▶ _Texto proporcionado_
^^^^^^^^^^^^^^^^
Como actriz fue capaz de recorrer todo el pantone de las emociones humanas. Desde la risa más descarada -esa faceta de cómica la hizo enormemente popular tanto en el cine como, especialmente, en la televisión- hasta el más desgarrado de los dramas. Tener a la Sardà en un montaje teatral o una película, ya fuera en catalán como en castellano, era un seguro para la taquilla. No importa quién protagonizara la película, la Sardà siempre apantallaba el resultado. Por eso, como actriz de reparto ganó dos Goya por ¿Por qué lo llaman amor cuando quieren decir sexo? (1994) y Sin vergüenza (2002) y recibió la Medalla de Oro de la Academia en reconocimiento a toda su carrera en el 2010. Tampoco se le resistieron los Max (tres, uno de ellos de honor). Y pese a su exhibida nonchalance frente a los galardones, en el fondo los apreciaba y creía en ellos, porque no de otra forma se ha de interpretar que devolviera airada la Cruz de San Jordi de la Generalitat cuando sus postulados cercanos al PSC y en lo personal al republicanismo la colocaron en la orilla opuesta del independentismo.

REINA DEL SARCASMO / Como buena diva, como una Anna Magnani nostrada, en sus momentos trágicos siempre aleteaba un punto de humor negro y al revés, en su comicidad siempre había un deje de amargura. La pieza teatral en la que mejor se apreció esta dualidad es Rosa i Maria, un espectáculo que Lluís Pasqual cortó a su medida en el Lliure en la que ella deslumbraba a la platea con su sarcasmo descacharrante y sus canciones para acto seguido, en la segunda parte, dejarlos con la sonrisa petrificada con el relato de una mujer afectada de cáncer. Años después volvería a meterse en la piel de una enferma terminal de esa misma enfermedad en Witt, una pieza que Emma Thompson estrenó en Gran Bretaña y a la que ella dotó de particular ferocidad cómica.
^^^^^^^^^^^^^^^^
▶ _Registros extraídos_
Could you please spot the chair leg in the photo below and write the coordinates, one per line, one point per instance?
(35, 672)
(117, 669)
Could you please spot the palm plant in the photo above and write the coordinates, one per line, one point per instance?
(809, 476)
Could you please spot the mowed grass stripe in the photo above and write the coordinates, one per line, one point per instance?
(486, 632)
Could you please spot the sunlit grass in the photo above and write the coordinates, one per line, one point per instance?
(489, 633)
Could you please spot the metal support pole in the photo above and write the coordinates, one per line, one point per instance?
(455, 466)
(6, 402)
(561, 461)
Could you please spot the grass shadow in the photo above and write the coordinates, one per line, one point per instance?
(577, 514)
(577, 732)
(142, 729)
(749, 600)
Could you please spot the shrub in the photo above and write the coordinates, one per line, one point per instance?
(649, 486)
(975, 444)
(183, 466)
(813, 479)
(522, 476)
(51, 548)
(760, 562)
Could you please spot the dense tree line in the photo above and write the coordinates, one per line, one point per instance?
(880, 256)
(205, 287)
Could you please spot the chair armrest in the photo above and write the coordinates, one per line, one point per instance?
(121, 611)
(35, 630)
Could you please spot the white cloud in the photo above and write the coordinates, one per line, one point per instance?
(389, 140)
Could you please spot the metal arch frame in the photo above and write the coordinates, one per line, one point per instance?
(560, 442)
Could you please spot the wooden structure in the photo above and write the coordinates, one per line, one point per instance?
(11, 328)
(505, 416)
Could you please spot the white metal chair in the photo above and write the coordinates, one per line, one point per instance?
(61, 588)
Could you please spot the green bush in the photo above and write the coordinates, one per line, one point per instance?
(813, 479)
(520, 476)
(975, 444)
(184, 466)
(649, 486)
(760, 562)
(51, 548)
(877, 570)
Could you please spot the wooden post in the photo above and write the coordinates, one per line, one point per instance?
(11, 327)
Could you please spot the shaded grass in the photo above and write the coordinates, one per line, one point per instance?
^^^^^^^^^^^^^^^^
▶ _Enunciados de tareas_
A) Responde a estas preguntas a partir del texto proporcionado:
(i) ¿Qué dos películas le valieron a la Sardà los Goya como actriz de reparto?
(ii) ¿En qué año recibió la Medalla de Oro de la Academia?
(iii) ¿Quién estrenó Witt en Gran Bretaña?
B) Traduce al inglés esta oración del texto proporcionado: "Tener a la Sardà en un montaje teatral o una película, ya fuera en catalán como en castellano, era un seguro para la taquilla."
C) Transcribe del texto proporcionado el fragmento que va desde "REINA DEL SARCASMO" hasta "particular ferocidad cómica.".

▶ _Respuestas por tarea_
A)
(i) ¿Por qué lo llaman amor cuando quieren decir sexo? (1994) y Sin vergüenza (2002).
(ii) En el 2010.
(iii) Emma Thompson.

B) Having Sardà in a stage production or a film, whether in Catalan or in Spanish, was a sure bet for the box office.

C)
REINA DEL SARCASMO / Como buena diva, como una Anna Magnani nostrada, en sus momentos trágicos siempre aleteaba un punto de humor negro y al revés, en su comicidad siempre había un deje de amargura. La pieza teatral en la que mejor se apreció esta dualidad es Rosa i Maria, un espectáculo que Lluís Pasqual cortó a su medida en el Lliure en la que ella deslumbraba a la platea con su sarcasmo descacharrante y sus canciones para acto seguido, en la segunda parte, dejarlos con la sonrisa petrificada con el relato de una mujer afectada de cáncer. Años después volvería a meterse en la piel de una enferma terminal de esa misma enfermedad en Witt, una pieza que Emma Thompson estrenó en Gran Bretaña y a la que ella dotó de particular ferocidad cómica.